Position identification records
********
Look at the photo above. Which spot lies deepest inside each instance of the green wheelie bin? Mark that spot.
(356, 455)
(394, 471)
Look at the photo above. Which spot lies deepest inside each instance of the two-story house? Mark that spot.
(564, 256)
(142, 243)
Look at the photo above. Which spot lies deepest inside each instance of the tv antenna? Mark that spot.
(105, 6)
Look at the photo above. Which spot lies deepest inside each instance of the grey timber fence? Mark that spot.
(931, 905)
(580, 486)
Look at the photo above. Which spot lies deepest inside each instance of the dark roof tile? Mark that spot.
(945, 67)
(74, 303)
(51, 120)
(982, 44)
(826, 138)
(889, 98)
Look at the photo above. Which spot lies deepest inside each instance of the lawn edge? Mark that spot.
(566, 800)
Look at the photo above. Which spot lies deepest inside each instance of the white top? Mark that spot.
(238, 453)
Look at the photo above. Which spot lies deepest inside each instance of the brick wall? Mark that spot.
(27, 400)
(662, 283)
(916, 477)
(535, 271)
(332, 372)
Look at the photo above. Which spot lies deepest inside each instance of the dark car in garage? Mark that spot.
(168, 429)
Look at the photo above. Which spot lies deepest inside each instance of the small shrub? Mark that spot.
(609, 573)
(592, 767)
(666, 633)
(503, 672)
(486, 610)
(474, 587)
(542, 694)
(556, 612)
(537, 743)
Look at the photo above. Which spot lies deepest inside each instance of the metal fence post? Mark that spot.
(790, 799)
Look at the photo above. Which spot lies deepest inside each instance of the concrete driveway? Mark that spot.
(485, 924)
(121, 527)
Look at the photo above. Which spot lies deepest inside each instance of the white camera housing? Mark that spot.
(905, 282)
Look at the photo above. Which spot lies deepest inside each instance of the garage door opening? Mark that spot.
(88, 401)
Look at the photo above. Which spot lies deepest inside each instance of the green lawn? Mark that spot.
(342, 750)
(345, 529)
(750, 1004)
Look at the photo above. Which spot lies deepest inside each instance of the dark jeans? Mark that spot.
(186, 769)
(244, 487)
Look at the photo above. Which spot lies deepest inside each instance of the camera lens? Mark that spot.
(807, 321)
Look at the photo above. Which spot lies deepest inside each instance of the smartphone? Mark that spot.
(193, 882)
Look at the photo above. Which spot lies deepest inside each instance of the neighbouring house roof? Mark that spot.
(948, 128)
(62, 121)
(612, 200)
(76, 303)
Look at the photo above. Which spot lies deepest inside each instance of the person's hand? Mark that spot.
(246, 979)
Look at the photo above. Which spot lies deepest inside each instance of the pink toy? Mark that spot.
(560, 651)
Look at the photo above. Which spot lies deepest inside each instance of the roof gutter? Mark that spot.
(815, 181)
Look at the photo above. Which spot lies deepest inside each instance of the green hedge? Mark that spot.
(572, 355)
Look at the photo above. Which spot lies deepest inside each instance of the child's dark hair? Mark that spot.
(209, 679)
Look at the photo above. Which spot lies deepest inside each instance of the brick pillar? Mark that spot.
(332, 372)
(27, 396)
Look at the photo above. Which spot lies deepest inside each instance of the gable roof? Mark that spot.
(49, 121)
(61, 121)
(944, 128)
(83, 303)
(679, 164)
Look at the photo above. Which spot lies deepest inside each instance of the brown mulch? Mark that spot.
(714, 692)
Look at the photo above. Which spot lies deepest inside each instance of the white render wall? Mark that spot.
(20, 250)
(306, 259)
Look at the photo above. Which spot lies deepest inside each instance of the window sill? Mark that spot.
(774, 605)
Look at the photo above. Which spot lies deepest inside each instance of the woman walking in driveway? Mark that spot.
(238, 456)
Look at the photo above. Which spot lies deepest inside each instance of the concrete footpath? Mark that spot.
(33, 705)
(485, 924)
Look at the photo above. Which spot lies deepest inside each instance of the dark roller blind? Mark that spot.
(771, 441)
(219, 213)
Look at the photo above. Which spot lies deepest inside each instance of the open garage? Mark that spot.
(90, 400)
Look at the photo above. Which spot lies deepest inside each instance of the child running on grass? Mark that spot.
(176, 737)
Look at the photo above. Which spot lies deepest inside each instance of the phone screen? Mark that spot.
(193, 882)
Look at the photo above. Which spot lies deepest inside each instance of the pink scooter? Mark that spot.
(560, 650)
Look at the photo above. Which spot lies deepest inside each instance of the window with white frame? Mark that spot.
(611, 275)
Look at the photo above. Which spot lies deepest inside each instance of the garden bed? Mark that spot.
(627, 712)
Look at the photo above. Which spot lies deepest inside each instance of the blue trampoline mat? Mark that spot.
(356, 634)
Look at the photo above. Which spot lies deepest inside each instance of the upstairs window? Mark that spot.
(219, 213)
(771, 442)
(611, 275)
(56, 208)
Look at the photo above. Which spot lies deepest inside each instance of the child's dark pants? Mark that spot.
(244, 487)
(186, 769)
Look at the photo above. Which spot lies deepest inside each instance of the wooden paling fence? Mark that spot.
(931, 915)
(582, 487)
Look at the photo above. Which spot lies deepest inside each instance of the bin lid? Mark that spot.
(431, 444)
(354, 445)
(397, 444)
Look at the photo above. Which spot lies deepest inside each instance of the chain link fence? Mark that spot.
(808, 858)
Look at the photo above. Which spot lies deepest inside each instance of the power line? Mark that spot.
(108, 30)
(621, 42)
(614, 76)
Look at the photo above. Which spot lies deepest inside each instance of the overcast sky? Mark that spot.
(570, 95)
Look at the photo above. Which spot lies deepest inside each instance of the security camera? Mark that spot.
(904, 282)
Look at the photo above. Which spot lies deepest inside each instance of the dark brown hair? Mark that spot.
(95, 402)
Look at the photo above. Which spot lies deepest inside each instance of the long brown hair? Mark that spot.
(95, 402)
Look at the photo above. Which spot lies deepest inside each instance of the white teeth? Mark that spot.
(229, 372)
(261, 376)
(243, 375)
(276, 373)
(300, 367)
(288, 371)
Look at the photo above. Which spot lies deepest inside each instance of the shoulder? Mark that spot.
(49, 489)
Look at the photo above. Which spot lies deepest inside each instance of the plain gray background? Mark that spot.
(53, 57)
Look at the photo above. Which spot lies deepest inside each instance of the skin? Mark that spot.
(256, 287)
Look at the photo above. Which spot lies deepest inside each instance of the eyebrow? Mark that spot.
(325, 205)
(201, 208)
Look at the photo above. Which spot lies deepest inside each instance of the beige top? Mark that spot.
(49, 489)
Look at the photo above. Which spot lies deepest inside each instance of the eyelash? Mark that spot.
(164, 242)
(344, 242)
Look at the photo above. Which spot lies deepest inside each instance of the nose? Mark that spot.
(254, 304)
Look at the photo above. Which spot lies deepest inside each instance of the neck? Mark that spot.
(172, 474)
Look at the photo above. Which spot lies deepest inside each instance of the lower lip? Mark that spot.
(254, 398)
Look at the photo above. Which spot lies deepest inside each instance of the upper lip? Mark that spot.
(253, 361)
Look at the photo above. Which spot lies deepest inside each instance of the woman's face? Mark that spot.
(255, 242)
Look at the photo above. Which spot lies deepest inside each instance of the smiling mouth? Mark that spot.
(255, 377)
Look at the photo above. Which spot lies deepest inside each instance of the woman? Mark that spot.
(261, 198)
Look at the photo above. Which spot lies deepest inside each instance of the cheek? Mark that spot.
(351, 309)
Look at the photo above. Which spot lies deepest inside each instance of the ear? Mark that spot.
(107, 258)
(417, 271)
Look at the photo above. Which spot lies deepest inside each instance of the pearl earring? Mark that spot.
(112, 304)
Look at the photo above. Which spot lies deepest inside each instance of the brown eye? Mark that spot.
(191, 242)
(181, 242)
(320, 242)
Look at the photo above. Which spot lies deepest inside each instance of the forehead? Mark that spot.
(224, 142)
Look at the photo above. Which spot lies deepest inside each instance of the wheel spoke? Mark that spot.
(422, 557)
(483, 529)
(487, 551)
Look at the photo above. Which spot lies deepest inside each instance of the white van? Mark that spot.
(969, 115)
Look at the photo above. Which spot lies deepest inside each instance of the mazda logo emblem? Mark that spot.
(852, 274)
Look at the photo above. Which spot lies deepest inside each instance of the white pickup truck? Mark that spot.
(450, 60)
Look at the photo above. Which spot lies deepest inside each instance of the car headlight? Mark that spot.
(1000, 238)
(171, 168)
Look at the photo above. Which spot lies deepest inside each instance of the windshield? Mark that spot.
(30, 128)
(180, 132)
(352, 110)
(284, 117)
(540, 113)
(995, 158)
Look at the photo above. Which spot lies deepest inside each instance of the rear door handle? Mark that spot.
********
**GOAL:**
Retype nothing except the lines from the line holding "cheek? Mark that spot." through the last line of the entries, both included.

**SOLVED EXERCISE:**
Look at the photo above. Which spot lies deepest inside each instance of the cheek? Mark that spot.
(351, 309)
Look at the photo above. Which spot lies deepest inside each instance of the ear? Mark that spot.
(107, 258)
(417, 271)
Look at the photo above. Which spot lies deepest inside each instance of the pearl earring? Mark that spot.
(112, 304)
Look at the photo above. Which spot lies deepest inside each instance of the brown eye? Mark that spot.
(191, 242)
(181, 242)
(320, 242)
Look at the photo above. Which spot lies deepest inside each instance of the forehead? Mark that spot.
(224, 142)
Look at the photo above. Which spot lies deepest inside each instance of the wheel spoke? Mark that spot.
(422, 557)
(483, 529)
(487, 551)
Look at the photo above. Which spot lies deepest inside each instance of the white van? Mark that spot.
(969, 115)
Look at the photo above. Which spot lies deepest inside each instance of the mazda logo emblem? Mark that spot.
(852, 274)
Look at the photo above. Which spot lies deepest inside each instance of the white pickup truck? Mark that spot.
(450, 60)
Look at the photo above. Which spot lies deepest inside each instance of the car headlight? Mark that spot.
(1000, 238)
(171, 168)
Look at the photo above. Which spot lies deepest inside each instance of the windshield? Mark that spot.
(30, 128)
(180, 132)
(352, 110)
(284, 117)
(540, 113)
(995, 158)
Look at the photo above. Which spot lies deepest inside each instance of the rear door handle? Mark that spot.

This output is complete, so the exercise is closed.